*Given passage*

>> Start

= Bright Star Catalogue =

Yale Catalogue of Bright Stars

The Bright Star Catalogue, also known as the Yale Catalogue of Bright Stars, Yale Bright Star Catalogue, or just YBS, is a star catalogue that lists all stars of stellar magnitude 6.5 or brighter, which is roughly every star visible to the naked eye from Earth. The catalog lists 9,110 objects, of which 9,095 are stars, 11 are novae or supernovae (which were "bright stars" only at the time when they were at their peak), and four are non-stellar objects which are the globular clusters 47 Tucanae (designated HR 95) and NGC 2808 (HR 3671), and the open clusters NGC 2281 (HR 2496) and Messier 67 (HR 3515).

The catalogue is fixed in number of entries, but its data is maintained, and it is appended with a comments section about the objects that has been steadily enhanced. The abbreviation for the catalog as a whole is BS or YBS but all citations of stars it indexes use HR before the catalog number, a homage to the catalog's direct predecessor, published in 1908, named the Harvard Revised Photometry Catalogue.

==History==
The earliest predecessor of the YBSC, titled Harvard Photometry, was published in 1884 by the Harvard College Observatory under the supervision of Edward Charles Pickering, and contained about 4,000 stars. Following its release, Pickering promoted a broader stellar survey for the southern celestial hemisphere, equally as thorough as the Harvard Photometry of 1884. This photometry work was carried out by Solon I. Bailey between 1889 and 1891, leading to the publication of the Revised Harvard Photometry in 1908. The new catalogue contained stars down to magnitude 6.5 in both hemispheres, for which John A. Parkhurst continued work through the 1920s.

>> End

*Dataset extract*

>> Start

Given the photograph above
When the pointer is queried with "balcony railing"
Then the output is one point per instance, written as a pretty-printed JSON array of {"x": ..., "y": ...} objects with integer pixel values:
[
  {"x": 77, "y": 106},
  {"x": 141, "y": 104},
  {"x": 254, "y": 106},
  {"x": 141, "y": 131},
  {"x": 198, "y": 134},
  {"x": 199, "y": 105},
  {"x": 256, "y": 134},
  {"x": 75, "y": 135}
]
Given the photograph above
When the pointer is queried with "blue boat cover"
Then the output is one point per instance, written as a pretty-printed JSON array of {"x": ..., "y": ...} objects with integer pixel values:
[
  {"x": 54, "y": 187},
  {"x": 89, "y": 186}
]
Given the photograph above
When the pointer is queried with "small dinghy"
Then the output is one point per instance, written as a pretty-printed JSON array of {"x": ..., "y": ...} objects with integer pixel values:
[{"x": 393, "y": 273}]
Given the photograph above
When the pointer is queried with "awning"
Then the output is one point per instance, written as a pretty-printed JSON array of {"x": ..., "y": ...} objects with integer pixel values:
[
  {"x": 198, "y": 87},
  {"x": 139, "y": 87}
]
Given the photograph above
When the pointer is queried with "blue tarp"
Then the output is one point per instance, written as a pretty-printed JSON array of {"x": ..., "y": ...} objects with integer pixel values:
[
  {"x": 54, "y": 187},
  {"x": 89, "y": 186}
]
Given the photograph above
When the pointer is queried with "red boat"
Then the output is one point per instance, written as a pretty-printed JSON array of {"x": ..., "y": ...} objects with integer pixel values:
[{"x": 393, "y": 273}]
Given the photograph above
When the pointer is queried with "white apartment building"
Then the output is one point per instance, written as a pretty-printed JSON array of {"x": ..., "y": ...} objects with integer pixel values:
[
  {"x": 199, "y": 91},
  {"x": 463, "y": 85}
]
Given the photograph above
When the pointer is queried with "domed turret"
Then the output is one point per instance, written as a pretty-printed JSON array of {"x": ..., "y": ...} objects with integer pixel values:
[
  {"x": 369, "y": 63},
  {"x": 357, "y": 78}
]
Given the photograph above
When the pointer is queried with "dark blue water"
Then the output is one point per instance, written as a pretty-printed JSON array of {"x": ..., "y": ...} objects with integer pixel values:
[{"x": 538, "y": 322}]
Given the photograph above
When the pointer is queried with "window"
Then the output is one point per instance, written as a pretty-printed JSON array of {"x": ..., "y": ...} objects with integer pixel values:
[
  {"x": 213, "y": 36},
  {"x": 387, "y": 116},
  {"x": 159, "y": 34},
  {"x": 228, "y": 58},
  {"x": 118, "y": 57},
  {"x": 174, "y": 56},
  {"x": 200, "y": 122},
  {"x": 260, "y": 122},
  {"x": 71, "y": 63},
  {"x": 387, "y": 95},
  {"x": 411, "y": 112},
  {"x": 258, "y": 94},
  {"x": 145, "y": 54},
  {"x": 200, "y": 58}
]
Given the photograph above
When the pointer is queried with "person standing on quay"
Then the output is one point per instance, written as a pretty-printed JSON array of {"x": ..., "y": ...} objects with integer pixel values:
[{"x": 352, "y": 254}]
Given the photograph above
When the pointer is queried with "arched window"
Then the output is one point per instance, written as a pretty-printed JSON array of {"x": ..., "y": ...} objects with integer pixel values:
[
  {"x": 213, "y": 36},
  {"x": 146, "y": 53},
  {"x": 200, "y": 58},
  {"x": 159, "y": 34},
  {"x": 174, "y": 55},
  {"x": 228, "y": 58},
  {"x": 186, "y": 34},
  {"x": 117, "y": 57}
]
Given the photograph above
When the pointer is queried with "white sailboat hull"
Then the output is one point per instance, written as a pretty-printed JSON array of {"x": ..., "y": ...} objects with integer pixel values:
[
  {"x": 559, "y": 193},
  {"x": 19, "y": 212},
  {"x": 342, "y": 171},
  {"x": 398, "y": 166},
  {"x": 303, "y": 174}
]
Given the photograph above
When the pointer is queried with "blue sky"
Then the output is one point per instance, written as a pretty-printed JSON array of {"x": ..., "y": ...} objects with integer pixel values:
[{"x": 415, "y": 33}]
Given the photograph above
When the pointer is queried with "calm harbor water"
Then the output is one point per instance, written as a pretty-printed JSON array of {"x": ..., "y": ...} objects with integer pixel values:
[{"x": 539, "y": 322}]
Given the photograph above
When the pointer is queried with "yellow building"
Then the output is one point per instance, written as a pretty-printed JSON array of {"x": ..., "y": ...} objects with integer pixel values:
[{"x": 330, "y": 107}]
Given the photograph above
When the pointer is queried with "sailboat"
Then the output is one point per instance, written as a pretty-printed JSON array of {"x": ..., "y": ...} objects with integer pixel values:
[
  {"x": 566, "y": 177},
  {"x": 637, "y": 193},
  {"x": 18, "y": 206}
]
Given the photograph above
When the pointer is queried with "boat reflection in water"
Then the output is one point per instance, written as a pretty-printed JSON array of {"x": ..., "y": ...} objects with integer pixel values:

>> End

*Work to do*
**a.** Please say whether each statement agrees with the Bright Star Catalogue article, answering yes or no and quoting the article's deciding words: (i) The catalogue lists 9,110 objects. (ii) The Harvard Photometry was published in 1908. (iii) Citations of the stars the catalogue indexes put BS before the catalog number.
**b.** Write the next part of the Bright Star Catalogue article, starting after its last sentence.
The rows are separate material from the Bright Star Catalogue article.

*Results for each task*
**a.**
(i) Yes: "The catalog lists 9,110 objects"
(ii) No: "titled Harvard Photometry, was published in 1884"
(iii) No: "all citations of stars it indexes use HR before the catalog number"

**b.**
The Yale Bright Star Catalogue has been steadily enhanced since the Yale astronomer Frank Schlesinger published the first version in 1930; even though the YBS is limited to the 9110 objects already in the catalog, the data for the objects already listed is corrected and extended, and it is appended with a comments section about the objects. The edition of 1991 was the fifth in order, a version that introduced a considerable enhancement of the comments section, to a little more than the size of the catalogue itself. This most recent edition, in addition to several previous editions, was compiled and edited by Ellen Dorrit Hoffleit of Yale University.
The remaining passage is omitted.